Position identification records
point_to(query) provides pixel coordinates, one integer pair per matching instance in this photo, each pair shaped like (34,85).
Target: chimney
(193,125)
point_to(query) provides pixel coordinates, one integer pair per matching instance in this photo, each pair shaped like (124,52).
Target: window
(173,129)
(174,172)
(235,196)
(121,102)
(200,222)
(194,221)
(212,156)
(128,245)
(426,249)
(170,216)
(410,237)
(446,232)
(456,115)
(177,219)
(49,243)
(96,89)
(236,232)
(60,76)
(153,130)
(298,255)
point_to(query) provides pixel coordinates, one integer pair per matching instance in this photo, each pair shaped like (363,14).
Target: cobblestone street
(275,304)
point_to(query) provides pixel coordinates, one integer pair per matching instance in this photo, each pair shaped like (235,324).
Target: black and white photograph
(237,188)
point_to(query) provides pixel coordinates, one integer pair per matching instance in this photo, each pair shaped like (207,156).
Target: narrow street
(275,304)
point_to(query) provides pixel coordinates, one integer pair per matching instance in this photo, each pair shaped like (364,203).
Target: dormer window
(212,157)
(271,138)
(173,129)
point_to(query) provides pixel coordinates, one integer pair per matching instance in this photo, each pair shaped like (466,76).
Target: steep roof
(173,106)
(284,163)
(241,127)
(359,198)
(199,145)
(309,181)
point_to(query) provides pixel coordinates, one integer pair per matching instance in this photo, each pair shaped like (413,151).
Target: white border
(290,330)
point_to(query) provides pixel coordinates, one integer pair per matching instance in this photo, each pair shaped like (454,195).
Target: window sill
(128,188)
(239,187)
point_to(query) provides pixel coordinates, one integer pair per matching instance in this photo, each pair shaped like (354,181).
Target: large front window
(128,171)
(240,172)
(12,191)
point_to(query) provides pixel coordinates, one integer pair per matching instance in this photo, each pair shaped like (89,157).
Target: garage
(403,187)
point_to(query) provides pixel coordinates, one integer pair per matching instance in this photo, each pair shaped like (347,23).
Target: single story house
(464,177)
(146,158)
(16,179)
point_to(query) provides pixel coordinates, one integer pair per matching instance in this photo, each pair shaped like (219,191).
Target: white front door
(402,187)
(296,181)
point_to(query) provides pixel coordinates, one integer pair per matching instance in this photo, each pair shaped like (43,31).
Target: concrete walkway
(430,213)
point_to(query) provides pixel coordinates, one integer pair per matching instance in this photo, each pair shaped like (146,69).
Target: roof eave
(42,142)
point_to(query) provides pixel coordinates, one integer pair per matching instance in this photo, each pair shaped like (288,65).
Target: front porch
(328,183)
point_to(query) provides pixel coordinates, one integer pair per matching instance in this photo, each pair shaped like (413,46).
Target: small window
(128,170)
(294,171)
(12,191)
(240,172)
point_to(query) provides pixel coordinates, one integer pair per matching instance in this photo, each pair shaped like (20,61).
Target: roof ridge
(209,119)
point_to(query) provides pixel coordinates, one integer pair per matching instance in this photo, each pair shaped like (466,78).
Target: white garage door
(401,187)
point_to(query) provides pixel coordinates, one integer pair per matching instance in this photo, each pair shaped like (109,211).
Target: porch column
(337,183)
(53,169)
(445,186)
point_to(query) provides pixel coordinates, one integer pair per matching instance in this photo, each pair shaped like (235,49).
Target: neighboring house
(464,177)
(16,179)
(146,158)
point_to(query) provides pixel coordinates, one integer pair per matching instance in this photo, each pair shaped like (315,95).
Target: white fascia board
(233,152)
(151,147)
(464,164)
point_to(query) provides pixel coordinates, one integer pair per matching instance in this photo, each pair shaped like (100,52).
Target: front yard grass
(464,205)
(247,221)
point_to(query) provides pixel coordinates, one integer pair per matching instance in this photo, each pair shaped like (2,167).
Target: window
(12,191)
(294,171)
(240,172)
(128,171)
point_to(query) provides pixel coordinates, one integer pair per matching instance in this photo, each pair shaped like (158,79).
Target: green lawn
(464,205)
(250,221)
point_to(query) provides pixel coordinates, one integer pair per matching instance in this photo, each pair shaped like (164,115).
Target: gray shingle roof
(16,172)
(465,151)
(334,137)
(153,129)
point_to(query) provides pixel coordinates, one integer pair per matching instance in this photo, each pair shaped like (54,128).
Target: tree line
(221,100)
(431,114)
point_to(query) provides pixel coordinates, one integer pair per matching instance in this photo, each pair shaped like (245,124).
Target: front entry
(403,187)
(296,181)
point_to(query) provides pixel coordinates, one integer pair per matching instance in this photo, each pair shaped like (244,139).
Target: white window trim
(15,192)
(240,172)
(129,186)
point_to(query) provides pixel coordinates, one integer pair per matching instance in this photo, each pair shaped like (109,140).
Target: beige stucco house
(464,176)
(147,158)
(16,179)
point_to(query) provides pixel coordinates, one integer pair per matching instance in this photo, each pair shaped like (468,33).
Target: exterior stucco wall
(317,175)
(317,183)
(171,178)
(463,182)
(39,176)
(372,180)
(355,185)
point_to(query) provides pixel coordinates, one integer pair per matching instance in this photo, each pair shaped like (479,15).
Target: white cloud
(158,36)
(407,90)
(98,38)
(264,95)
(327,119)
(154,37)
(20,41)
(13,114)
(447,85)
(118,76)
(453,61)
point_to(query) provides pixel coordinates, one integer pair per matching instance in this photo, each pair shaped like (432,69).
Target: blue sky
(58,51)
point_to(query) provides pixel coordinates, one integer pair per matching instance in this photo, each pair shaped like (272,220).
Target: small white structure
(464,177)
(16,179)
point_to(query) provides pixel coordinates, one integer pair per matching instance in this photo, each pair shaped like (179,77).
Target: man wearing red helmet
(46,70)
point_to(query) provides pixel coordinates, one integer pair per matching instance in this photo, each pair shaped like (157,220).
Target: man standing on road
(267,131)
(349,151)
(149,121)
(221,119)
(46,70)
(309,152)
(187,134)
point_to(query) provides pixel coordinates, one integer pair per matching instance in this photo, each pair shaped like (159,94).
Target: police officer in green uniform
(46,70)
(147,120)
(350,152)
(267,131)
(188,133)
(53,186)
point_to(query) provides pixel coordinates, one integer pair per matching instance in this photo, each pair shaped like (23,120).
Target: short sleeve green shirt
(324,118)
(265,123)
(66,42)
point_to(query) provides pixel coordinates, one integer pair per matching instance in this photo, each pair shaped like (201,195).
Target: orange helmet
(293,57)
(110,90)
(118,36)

GIVEN PROBLEM
Quote every line from the line containing "shaped like (159,94)." through the closing line of the listing, including both.

REPLY
point_to(query) provides pixel coordinates, one integer pair per matching instance in this photo, each pair shaped like (159,94).
Target: police officer in green uniform
(46,70)
(147,120)
(350,152)
(267,131)
(188,133)
(53,186)
point_to(query) provides pixel coordinates, one integer pair per matching instance in this photo, each pair shaped like (23,120).
Target: short sleeve green shirt
(324,118)
(265,123)
(66,42)
point_to(query) provides pixel coordinates, one integer pair per matching instance in this photo, each pair shaped like (201,195).
Target: orange helmet
(293,57)
(110,90)
(118,36)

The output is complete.